▸ Work to complete
1) Reproduce the stretch of the lab-grown meat article from "McMaster University news" through "the report said." word for word.
2) Using the lab-grown meat article, explain in one to three sentences why the researchers call their layer-by-layer stacking process fast and scalable.

▸ Excerpt
KEY POINTS

  • Researchers have developed a method of creating lab-grown meat from living cells
  • Using the method, they can even create meat with a specific percentage of fat
  • The team's work adds another alternative to traditional, animal-based meats

Opening new vistas toward cruelty-free meat, researchers have now developed lab-grown meat that may be comparable to the real deal.

In a new study published in Cells Tissues Organs, researchers from McMaster University described their concept for lab-grown meat and said it is more similar in texture and flavor to real meat compared to other meat alternatives.

McMaster University news release explained that the method the researchers applied was adapted from the one being used in tissue engineering for human transplants. Essentially, the researchers grew cultivated muscle and fat tissue from sheets of living cells, and then stacked them together to form the lab-grown meat.

"This layer-by-layer self-assembly and stacking process is [sic] fast (four days of culture to form sheets and few hours for assembly) and scalable (stable sheets with diameters >3 cm are formed)," the researchers wrote in their study.

"Tissues formed with only muscle cells were equivalent to lean meat with comparable protein and fat contents (lean beef had 1.5 and 0.9 times protein and fat, respectively, as our constructs)," the report said.

▸ Listed records
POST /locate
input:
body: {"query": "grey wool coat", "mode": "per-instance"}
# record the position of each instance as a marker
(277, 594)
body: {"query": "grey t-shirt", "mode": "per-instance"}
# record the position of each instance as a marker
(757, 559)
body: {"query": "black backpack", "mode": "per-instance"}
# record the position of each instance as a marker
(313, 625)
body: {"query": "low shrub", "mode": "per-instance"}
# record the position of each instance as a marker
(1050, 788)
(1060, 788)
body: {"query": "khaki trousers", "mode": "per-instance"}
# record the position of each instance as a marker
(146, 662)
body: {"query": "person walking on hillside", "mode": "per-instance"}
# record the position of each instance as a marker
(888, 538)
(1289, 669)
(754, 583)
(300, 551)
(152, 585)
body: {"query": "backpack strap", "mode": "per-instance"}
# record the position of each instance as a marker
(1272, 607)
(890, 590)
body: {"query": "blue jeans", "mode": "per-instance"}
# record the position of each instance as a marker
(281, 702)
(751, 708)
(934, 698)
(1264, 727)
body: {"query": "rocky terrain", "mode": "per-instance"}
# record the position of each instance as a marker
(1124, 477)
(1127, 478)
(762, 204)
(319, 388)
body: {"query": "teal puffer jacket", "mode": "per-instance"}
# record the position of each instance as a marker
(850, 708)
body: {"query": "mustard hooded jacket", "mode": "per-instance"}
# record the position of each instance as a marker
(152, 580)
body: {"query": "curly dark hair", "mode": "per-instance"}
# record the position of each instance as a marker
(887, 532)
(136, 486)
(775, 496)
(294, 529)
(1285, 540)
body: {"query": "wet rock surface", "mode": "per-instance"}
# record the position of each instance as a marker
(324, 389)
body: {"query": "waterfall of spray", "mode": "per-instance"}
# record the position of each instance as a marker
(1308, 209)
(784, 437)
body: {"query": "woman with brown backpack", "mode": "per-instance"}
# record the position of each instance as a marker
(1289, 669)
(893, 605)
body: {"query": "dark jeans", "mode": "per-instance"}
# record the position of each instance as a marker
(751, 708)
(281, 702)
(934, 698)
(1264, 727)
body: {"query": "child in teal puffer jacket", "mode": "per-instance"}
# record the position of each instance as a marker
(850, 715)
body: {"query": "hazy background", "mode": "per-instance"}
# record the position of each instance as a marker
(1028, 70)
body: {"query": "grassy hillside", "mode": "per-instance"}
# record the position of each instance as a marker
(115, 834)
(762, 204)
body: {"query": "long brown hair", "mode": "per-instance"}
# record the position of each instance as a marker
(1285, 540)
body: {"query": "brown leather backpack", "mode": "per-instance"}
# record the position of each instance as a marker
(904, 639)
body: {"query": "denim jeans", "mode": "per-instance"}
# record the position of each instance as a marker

▸ Answer section
1)
McMaster University news release explained that the method the researchers applied was adapted from the one being used in tissue engineering for human transplants. Essentially, the researchers grew cultivated muscle and fat tissue from sheets of living cells, and then stacked them together to form the lab-grown meat.

"This layer-by-layer self-assembly and stacking process is [sic] fast (four days of culture to form sheets and few hours for assembly) and scalable (stable sheets with diameters >3 cm are formed)," the researchers wrote in their study.

"Tissues formed with only muscle cells were equivalent to lean meat with comparable protein and fat contents (lean beef had 1.5 and 0.9 times protein and fat, respectively, as our constructs)," the report said.

2) The process is fast because forming the cell sheets takes four days of culture and assembling them takes only a few hours. It is scalable because stable sheets with diameters greater than 3 cm are formed.